ページ本文:
◇ ◇ ◇
今回、ストックしていたエリートストラップの中古の1つを使おうとしたところ、
「なんかおかしい」
よく見ると、伸び縮みするバンド部分の左右の長さが違うのです。測ってみたところ1cmくらい違うので、見た目が明らかに変な感じですし、かぶったときの重量バランスも少し悪いように感じます。
これは恐らく、伸縮バンド部分の長さを調整する後頭部部分でカリカリと噛んでいるギアのかみ合わせが左右でずれているのだろう、ということで、分解して修理することにしました。
不思議なことに、ネットで調べてもエリートストラップの分解手順を詳細に書いたものはない(分解後の写真集みたいなのは海外のサイトにいくつかありましたが、そこに至る手順がない)ので、手探りでやってみることにしました。
結果、うまくいったので、以下に手順をまとめておきます。
なお、今回分解したのはバッテリーなしのQuest2用エリートストラップです。バッテリーありのものやQuest3用のものは仕様が違いますので、ご注意ください。
また、分解にあたり、プラスチックパーツには少なからず傷がついてしまう可能性が高いです。分解跡をまったくつけずに分解するのは至難の業だと考えてください。
必要なのは、プラスの精密ドライバーと、すきまにこじ入れてパーツの接合部をこじ開ける分解補助ツール(ない場合はマイナスドライバーでも可ですがパーツに傷がつきまくると思います)です。
◇ ◇ ◇
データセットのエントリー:
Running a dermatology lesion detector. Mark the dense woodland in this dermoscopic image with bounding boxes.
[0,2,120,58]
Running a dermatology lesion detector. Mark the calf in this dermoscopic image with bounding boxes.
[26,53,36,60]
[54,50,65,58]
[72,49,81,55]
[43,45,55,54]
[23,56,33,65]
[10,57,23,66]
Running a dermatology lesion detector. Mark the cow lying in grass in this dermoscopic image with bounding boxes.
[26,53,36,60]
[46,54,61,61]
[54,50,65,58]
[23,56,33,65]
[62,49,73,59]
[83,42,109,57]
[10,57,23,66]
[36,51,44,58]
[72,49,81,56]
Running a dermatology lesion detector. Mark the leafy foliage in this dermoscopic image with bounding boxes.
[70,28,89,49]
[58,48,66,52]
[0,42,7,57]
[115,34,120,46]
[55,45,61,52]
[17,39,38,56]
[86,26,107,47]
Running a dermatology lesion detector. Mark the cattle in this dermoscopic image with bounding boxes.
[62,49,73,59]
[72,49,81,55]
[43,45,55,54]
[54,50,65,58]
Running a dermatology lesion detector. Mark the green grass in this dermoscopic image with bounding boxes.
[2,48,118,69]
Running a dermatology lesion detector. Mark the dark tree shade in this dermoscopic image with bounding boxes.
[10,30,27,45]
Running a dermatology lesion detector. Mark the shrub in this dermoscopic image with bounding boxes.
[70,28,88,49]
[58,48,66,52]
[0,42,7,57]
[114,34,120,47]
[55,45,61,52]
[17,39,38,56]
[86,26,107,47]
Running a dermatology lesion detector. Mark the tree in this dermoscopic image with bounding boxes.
◇ ◇ ◇
作業の指示:
(1) エリートストラップの分解についての文章をもとに、次の問いに答えてください。
(a) 伸縮バンド部分の左右の長さは、測ってどのくらい違っていましたか。
(b) 今回分解したのは、どのタイプのエリートストラップですか。
(c) 分解に必要な道具として挙げられているものは何ですか。
(2) エリートストラップの分解についての文章で、筆者が手探りで分解することにしたのはなぜですか。文章に書かれている理由を1〜3文で説明してください。
(3) エリートストラップの分解についての文章を、最後の文のあとから書き継いでください。

各設問の解答:
(1)
(a) 1cmくらい違っていました。
(b) バッテリーなしのQuest2用エリートストラップです。
(c) プラスの精密ドライバーと、すきまにこじ入れてパーツの接合部をこじ開ける分解補助ツールです。

(2) ネットで調べても、エリートストラップの分解手順を詳しく書いたものが見つからなかったからです。海外のサイトに分解後の写真集のようなものはいくつかありましたが、そこに至るまでの手順は載っていませんでした。

(3)
ストラップをつらつら見ると、後頭部を支える大きなグレーの丸いパーツとストラップをつなぐ部分に、左右1つずつねじが見えますが、これは取らなくても分解は可能です。が、外した方が作業が楽になるので可能なら外します(ドライバーがまっすぐ当たらなくて外しにくいです)。
その丸パーツの後ろに、ストラップの長さを調整できる白いダイヤルのついた主要部分があります。この部分には、ダイアルのある白い部分と、後頭部支持パーツとつながっているグレーの部分がありますが、この2つの部分のすきまをこじ開けていきます。
この2つは、黒いパーツの方から出ているツメで止まっていて、さらに内部的には両面テープで接着されていますが、相当固いです。こじ開けの際にプラスチックパーツが不可逆的に歪まないよう細心の注意を払う必要があります。
こじ開けは、パーツの左右端、伸縮バンドが出入りしている部分から始めるのがいいと思います。4方向から分散して作業していきます。うまくいくと、後頭部支持パーツを含むグレーの部分が外れます。
ここが外れると、さらにその下にグレーのパーツがあり、これは12個のプラスねじで止まっています。うち1つはシールで隠れているので注意してください。
もう1つ、中央にねじ(グリーンで囲んだもの)がありますが、これはダイヤルを止めているねじなのでグレーのパーツを外す際には外す必要がありません。
12個のねじを外すと、伸縮バンド部分が露出し、かみ合わせを修正することができます。予想通り、この部分のかみ合わせがずれているのが原因でしたので、かみ合わせ位置を修正して元に戻すことで、バンドの左右長さを揃えることができました。
復原は、いまの手順を逆に進めるだけですので簡単です。ただし、最後に丸パーツをねじ止めしようとすると非常に難しいので、丸パーツとグレーの外側パーツのねじ止めは先に済ませておきましょう。